◆ INSTRUCTION ◆
In the Passover reflection below, at whose talk did the writer first encounter the story of the valley of dry bones?

◆ EXCERPT PROVIDED ◆
Monday, April 20, 2020

Resurrected Nihilist Graffiti Artists - Neither Expectation Nor Despair


I just spent Passover together with my family at home, including three adult-children who normally live overseas, sharing many formal abundant meals, playing board games, and walking in the local forest (still allowed in Australia) as expected. Actually, not quite as expected. I played fewer board games with my kids, slept later and had more naps than I had expected. On reflection, Passover with my family was both draining and joyful. I think having unrealistic expectations might have something to do with it. 

In messages from my Christian colleagues at Together For Humanity I heard about how their families have been celebrating Easter, with sweet-filled coloured eggs and “Easter trees” as usual, but challenged by the absence of physically participating in the normal church services. 

With both of these special times just behind us, I think it is a good time to think about how we deal with unmet expectations. On one hand, it is useful to recognise that many of our expectations can become like an undefined implicit ‘contract’ between us and family members, life or God. The trouble is that neither our family members nor God have ever agreed to deliver everything that we think “should happen”. When this reality sinks in, at whatever level of loss, there is a temptation to swing to the opposite extreme and fall into despair and declare “our bones are dried out, and our hope is lost...” (1).

That last sentence is part of one of my favourite Passover texts: the prophet Ezekiel’s account of the resurrection of a valley of dry bones (2). As a teenager, I first engaged with this story at a talk by the late Lubavitcher Rebbe. The Rebbe spoke movingly about our responsibility for each other’s spiritual life. He referred to the part of the story where the prophet was instructed to speak “the word of God” to the dry bones and in response to the word the bones came to life. 

The Rebbe passionately implored his followers to reach out to Jews whose relationship to Judaism was dead and had completely dried up (3), to inspire them with the word of God (4). A few days later I remember looking at a High School basketball court and thinking about how some of the players, estranged from their Judaism, might be those 'dry bones' and my responsibility for my fellow Jews to speak the word of God to them. My sense of responsibility has evolved since then, but it continues to be fired with a belief in the great human capacity for change, despite the evidence that people often choose not to change much at all.

◆ SUPPLIED DATA ◆
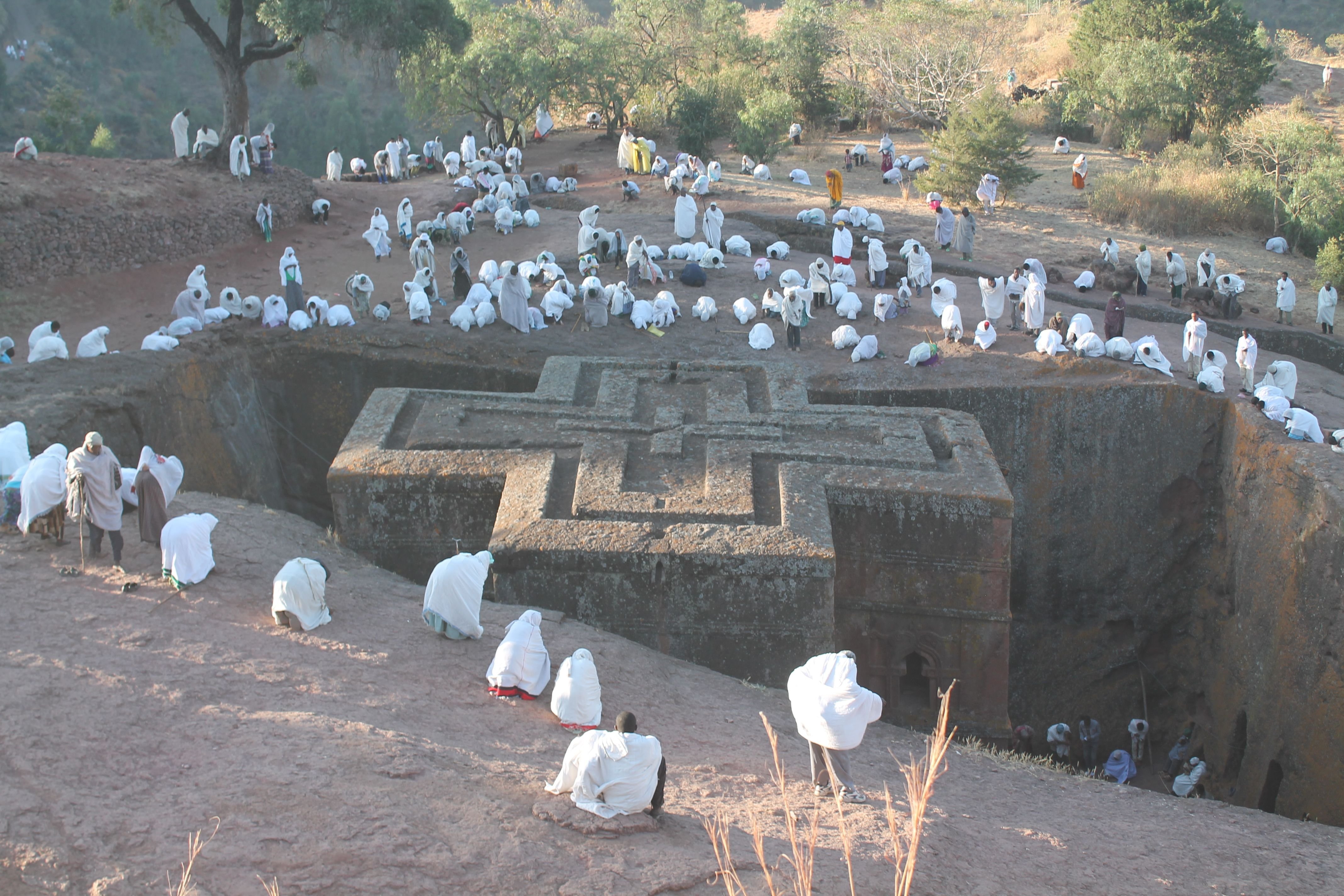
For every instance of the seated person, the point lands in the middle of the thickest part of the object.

◆ RESULT FOR THIS TASK ◆
The late Lubavitcher Rebbe's.